◆ DATA EXCERPTS
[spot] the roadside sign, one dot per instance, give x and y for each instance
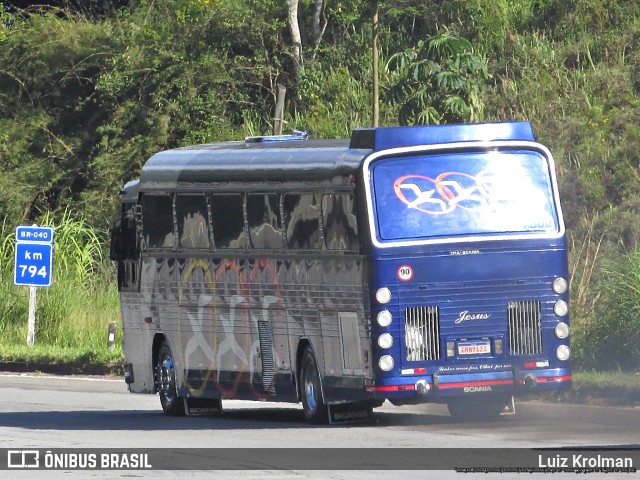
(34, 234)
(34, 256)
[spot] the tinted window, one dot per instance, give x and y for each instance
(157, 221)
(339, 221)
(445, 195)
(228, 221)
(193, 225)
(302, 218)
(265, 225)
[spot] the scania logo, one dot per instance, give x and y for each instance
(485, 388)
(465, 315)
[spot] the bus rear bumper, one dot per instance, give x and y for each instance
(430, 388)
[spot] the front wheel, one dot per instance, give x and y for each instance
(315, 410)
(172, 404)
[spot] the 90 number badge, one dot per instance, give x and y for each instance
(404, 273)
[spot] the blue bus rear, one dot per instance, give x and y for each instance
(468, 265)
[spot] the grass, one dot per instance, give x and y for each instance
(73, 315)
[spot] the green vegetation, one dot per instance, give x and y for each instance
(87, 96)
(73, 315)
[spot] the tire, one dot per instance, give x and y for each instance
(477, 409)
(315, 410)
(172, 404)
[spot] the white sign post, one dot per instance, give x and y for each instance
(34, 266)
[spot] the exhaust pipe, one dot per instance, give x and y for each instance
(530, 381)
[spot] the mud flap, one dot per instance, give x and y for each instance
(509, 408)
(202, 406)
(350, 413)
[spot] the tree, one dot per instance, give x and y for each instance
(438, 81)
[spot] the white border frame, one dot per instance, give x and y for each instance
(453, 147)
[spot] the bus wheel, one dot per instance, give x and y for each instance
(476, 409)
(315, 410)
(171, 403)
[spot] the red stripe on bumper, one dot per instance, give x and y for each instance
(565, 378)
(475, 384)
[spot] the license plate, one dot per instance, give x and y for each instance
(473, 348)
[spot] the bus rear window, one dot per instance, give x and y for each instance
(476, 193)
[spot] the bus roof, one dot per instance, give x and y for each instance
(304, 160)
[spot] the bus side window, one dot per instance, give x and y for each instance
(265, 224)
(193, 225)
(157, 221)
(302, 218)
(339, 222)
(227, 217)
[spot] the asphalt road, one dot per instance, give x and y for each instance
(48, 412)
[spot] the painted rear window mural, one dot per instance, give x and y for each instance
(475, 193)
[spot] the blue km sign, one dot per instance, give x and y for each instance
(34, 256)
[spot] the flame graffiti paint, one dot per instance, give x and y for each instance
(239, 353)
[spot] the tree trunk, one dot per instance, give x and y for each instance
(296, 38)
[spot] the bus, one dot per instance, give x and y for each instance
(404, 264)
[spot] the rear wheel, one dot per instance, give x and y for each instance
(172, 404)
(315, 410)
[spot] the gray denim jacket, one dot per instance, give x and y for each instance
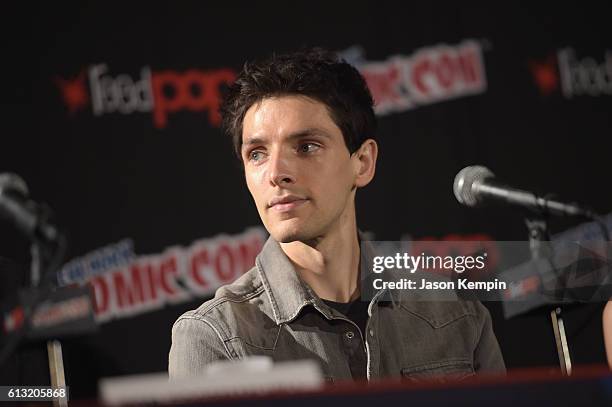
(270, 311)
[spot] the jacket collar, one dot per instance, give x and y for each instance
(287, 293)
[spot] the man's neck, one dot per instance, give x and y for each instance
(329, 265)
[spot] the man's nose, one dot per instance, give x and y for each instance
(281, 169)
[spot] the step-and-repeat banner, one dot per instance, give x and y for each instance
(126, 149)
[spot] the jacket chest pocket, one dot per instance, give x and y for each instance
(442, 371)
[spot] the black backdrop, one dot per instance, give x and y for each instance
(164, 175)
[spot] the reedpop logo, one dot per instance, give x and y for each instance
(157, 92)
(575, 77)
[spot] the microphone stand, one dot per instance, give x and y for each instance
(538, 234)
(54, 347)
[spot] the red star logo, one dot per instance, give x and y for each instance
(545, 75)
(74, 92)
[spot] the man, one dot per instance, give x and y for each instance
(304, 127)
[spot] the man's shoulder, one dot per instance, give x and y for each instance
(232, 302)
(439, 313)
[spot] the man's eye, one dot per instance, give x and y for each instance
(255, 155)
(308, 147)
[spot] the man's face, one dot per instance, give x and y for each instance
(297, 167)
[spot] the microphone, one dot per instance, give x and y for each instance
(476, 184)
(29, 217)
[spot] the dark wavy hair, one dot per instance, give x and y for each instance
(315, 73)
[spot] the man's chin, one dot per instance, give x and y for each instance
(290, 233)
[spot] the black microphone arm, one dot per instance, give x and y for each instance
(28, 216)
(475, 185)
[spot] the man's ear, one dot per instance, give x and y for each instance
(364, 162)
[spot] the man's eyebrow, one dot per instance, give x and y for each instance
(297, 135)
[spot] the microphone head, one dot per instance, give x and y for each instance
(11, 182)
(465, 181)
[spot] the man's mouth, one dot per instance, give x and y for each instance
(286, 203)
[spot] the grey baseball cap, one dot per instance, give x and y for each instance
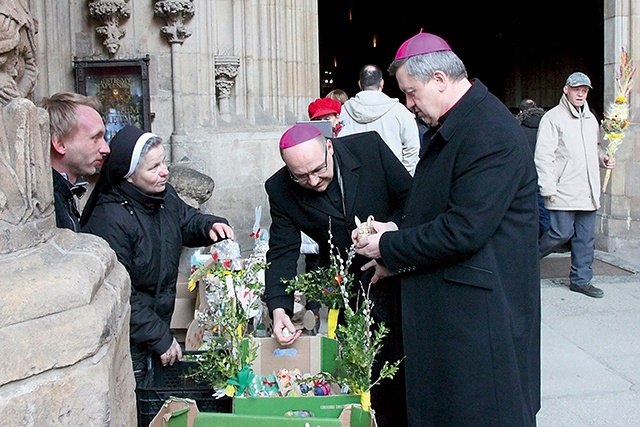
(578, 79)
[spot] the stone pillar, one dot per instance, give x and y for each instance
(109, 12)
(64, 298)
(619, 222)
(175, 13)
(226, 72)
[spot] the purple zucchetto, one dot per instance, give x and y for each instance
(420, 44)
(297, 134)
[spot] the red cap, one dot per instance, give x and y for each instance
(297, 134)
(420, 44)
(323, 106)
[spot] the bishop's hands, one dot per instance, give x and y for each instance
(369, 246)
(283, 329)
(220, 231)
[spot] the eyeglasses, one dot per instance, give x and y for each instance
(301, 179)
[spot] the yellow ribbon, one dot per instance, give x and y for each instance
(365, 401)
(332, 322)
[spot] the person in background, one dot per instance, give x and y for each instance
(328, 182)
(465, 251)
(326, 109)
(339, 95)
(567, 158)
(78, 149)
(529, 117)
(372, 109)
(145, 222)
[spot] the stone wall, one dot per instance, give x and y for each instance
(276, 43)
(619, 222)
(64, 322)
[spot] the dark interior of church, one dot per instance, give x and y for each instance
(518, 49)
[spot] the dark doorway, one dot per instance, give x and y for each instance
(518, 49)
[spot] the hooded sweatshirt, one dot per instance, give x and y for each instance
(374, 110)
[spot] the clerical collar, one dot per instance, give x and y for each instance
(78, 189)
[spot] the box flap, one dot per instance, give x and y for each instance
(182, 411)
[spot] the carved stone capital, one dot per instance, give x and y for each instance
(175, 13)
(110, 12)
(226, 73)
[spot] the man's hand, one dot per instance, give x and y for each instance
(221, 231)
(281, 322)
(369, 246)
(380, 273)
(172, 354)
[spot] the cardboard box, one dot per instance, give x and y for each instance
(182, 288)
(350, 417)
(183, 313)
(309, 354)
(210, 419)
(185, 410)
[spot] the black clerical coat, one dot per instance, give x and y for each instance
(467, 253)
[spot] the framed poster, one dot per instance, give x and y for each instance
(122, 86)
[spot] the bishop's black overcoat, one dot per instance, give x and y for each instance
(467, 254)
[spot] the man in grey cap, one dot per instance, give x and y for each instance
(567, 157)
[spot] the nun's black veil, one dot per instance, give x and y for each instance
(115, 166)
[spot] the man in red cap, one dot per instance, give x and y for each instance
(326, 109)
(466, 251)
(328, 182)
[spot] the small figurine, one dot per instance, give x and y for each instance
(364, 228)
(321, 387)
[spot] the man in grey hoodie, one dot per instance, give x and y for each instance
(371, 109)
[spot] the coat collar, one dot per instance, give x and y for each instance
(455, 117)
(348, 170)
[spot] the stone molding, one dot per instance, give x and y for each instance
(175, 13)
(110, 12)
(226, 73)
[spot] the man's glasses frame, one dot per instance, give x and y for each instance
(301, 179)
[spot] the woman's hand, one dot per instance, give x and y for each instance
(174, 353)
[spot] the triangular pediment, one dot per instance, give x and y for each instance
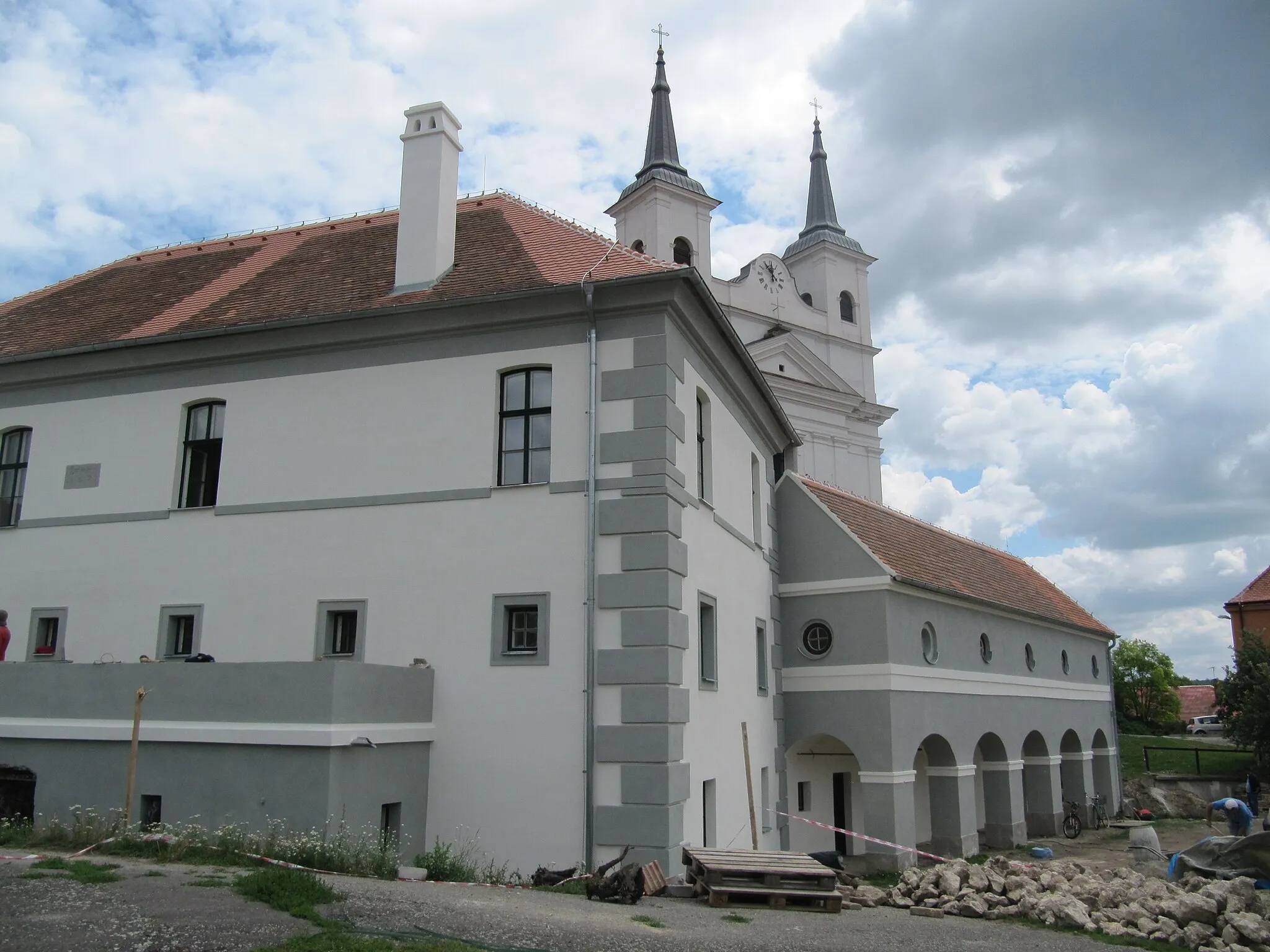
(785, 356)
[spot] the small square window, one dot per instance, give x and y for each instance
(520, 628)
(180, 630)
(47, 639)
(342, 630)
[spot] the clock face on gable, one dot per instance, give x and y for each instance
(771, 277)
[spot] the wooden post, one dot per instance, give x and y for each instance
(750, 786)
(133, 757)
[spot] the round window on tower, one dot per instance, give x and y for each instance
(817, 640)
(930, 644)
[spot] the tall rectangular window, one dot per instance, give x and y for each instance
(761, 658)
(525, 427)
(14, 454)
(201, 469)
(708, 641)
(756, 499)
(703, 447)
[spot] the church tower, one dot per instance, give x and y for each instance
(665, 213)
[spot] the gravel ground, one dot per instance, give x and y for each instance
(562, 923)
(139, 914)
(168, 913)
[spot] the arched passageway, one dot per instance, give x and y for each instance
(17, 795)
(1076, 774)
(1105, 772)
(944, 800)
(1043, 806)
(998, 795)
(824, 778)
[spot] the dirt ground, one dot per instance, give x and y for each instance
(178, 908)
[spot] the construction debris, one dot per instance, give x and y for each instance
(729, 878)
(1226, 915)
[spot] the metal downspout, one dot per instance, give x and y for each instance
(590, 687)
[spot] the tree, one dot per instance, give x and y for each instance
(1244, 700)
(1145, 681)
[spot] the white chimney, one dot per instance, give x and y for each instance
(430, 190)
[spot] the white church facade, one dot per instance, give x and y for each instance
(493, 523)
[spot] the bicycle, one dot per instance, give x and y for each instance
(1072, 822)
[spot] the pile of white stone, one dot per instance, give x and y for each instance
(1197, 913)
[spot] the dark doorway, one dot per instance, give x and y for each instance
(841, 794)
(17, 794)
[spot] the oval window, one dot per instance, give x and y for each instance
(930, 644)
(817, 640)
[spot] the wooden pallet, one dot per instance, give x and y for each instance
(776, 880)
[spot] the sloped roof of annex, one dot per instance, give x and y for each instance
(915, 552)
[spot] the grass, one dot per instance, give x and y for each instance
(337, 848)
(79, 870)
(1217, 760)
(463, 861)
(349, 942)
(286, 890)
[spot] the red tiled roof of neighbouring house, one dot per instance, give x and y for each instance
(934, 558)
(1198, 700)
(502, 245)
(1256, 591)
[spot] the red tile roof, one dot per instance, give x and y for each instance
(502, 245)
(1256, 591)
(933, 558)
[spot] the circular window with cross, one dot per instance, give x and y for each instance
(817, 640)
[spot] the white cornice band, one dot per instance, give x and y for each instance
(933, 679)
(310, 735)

◆ THE PROBLEM
All lines from the one containing "[spot] the wooden pallet, one" to the end of the data above are to be set down exactly; no others belong in the answer.

◆ RESPONSE
[spot] the wooden pallet, one dot per instance, give x and y for each instance
(776, 880)
[spot] the sloped roof of annex, one dot per instance, give x and y for each instance
(915, 552)
[spot] the grass, one dot per instance, give x and y for each instance
(337, 848)
(79, 870)
(1217, 760)
(463, 861)
(349, 942)
(286, 890)
[spot] the red tiled roof of neighbouring house, one dot per instance, give x and y for each instance
(934, 558)
(1198, 700)
(502, 245)
(1256, 591)
[spot] the red tile roof, one dot per instance, give x and y for each instance
(502, 245)
(1256, 591)
(933, 558)
[spot] the circular window with cross, one dot per instance, give x and y for each instance
(817, 640)
[spot] the white cornice band, one dot per instance, give x and y for each instance
(933, 679)
(310, 735)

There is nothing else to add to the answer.